§ **Por hacer**
1. Según el texto sobre Felipe y Natanael, ¿de qué ciudad era Felipe?
2. Escribe, por favor, la continuación del texto sobre Felipe y Natanael a partir de su última frase.

«En aquel tiempo, determinó Jesús salir para Galilea; encuentra a Felipe y le dice: “Sígueme”. Felipe era de Betsaida, ciudad de Andrés y de Pedro. Felipe encuentra a Natanael y le dice: “Aquel de quien escribieron Moisés en la Ley y los profetas, lo hemos encontrado: Jesús, hijo de José, de Nazaret”. Natanael le replicó: “¿De Nazaret puede salir algo bueno?”. Felipe le contestó: “Ven y verás”. Vio Jesús que se acercaba Natanael y dijo de él: “Ahí tenéis a un israelita de verdad, en quien no hay engaño”. Natanael le contesta: “¿De qué me conoces?”. Jesús le responde: “Antes de que Felipe te llamara, cuando estabas debajo de la higuera, te vi”. Natanael respondió: “Rabí, tú eres el Hijo de Dios, tú eres el Rey de Israel”. Jesús le contestó: “¿Por haberte dicho que te vi debajo de la higuera, crees? Has de ver cosas mayores”. Y le añadió: “Yo os aseguro: veréis el cielo abierto y a los ángeles de Dios subir y bajar sobre el Hijo del hombre”. (Jn 1,43-51)
La pregunta de Natanael bien pudiera ser la que se hace una gran parte de la sociedad, incluso de miembros “oficialmente” católicos: ¿De la Iglesia puede salir algo bueno? Es una pregunta legítima que necesita una respuesta. La de Felipe fue lacónica, breve y, al mismo tiempo, radical y completa: “Ven y verás”. ¿Dónde nos encontramos nosotros frente a los que “vengan y vean” cómo es nuestra vida?

§ **Registros sin procesar**
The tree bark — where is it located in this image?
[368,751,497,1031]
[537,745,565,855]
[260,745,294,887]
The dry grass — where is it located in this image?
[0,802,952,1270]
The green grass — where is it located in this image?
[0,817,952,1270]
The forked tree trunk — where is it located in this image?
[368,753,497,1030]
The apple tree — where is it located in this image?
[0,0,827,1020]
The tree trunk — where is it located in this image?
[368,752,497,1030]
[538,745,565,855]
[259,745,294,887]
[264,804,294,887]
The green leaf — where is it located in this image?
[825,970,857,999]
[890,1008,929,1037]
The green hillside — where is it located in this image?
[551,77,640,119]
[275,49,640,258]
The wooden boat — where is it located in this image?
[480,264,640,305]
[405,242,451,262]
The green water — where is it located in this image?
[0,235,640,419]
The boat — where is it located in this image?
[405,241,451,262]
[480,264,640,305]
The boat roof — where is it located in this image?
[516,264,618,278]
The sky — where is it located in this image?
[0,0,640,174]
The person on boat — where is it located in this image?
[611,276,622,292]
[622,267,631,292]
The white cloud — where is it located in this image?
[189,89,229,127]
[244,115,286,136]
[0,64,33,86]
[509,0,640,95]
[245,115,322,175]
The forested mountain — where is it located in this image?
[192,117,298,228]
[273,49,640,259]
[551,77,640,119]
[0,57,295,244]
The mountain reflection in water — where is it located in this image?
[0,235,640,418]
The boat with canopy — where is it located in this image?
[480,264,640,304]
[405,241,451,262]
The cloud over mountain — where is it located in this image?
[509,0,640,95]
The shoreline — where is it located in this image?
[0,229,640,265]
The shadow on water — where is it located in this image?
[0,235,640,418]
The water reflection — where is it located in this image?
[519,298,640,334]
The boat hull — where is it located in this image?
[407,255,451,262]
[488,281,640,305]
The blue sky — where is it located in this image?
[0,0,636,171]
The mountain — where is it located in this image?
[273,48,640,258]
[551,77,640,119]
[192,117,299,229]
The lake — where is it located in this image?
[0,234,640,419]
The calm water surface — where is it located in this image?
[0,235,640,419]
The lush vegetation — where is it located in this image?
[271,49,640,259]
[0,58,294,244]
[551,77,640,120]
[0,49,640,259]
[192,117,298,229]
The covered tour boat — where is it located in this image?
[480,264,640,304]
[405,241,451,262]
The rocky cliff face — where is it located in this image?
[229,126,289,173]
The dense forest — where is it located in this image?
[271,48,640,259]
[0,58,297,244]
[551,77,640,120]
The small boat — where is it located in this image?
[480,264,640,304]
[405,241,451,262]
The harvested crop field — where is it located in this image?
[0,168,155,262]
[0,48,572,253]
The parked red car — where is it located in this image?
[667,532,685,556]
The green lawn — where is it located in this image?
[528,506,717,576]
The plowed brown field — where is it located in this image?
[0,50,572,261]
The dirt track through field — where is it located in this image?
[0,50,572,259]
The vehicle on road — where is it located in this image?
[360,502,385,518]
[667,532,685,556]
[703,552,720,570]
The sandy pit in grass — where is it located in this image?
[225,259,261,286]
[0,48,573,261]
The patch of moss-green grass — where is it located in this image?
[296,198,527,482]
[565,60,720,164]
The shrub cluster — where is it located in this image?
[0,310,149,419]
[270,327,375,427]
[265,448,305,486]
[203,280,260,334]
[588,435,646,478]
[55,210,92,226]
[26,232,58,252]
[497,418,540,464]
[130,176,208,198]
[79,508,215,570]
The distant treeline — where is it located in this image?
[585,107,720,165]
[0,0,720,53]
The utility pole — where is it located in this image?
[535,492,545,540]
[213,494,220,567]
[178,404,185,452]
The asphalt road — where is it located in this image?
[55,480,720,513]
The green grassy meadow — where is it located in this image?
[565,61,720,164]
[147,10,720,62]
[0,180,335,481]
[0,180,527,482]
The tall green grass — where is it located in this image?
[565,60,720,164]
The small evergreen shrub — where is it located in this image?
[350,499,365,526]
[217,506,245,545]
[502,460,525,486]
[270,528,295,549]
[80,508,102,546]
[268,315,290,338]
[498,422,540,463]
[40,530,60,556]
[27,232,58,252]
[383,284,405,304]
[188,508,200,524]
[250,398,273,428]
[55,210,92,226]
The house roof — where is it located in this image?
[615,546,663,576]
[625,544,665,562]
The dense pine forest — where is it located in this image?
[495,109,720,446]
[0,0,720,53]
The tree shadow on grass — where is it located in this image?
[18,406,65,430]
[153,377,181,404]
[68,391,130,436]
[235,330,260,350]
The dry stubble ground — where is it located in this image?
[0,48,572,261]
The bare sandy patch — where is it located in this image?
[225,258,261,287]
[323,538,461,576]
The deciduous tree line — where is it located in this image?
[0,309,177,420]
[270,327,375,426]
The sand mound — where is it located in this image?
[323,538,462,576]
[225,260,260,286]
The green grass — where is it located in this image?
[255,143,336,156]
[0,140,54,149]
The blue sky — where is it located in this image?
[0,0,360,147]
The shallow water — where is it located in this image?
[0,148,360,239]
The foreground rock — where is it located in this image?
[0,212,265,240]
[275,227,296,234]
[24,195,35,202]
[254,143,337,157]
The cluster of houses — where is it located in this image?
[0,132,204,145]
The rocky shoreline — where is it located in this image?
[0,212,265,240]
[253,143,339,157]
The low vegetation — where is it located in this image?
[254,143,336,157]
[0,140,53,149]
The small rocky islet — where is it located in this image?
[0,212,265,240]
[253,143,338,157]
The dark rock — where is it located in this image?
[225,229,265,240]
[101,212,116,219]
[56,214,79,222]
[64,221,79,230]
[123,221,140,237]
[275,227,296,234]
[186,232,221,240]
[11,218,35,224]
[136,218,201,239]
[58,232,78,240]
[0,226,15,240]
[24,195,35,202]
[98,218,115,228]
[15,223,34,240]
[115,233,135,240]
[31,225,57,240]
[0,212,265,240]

§ **Respuestas esperadas**
1. Felipe era de Betsaida, la ciudad de Andrés y de Pedro.

2.
Natanael comete un error de juicio, que también cometemos nosotros: reconoce ciertamente a Jesús como el Hijo de Dios, pero lo reconoce como un Rey de Israel. Natanael se une al grupo con la idea de formar parte del clan triunfador, de estar con el poder, con el ganador, con el que manda; tal vez piense que arrimado a un buen árbol, gozará de una buena sombra. Trabajo le costará a Jesús meter en las rudas cabezas de los llamados, que el verdadero poder, la fuerza del Reino, está en el servicio y el amor.
Si salimos a la calle y las gentes nos preguntan por nuestra fe, por las obras de nuestra Iglesia y “vienen y ven”, ¿qué van a encontrar? Es posible que vean nuestra cara fea, la de arrimados al poder que creemos nos da el ser “amigos” cumplidores de las leyes del Señor, pero puede que no encuentren una vida de caridad y amor fraterno. En unos tiempos difíciles como los que estamos viviendo, ¿somos capaces de compartir nuestros bienes, o los atesoramos, tal vez con la “santa” idea de dedicarlos a un bien mejor?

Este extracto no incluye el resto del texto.